Listed records
☆ ☆ ☆
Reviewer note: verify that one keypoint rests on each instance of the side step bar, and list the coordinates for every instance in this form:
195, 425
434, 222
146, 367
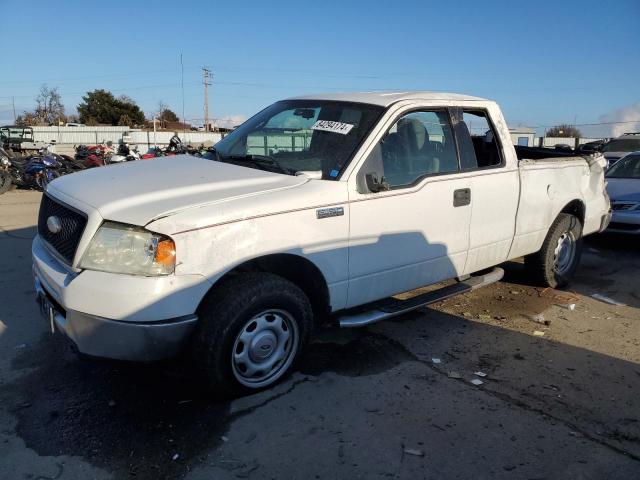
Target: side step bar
391, 307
☆ ☆ ☆
The task
Reproduce all of the data exactly; the pictures do not belong in the copy.

Answer section
Reviewer note: verify that one keypoint rests on each instance of the side step bar, and list the coordinates for every instance in this form:
195, 425
434, 222
146, 367
Target: side step bar
391, 307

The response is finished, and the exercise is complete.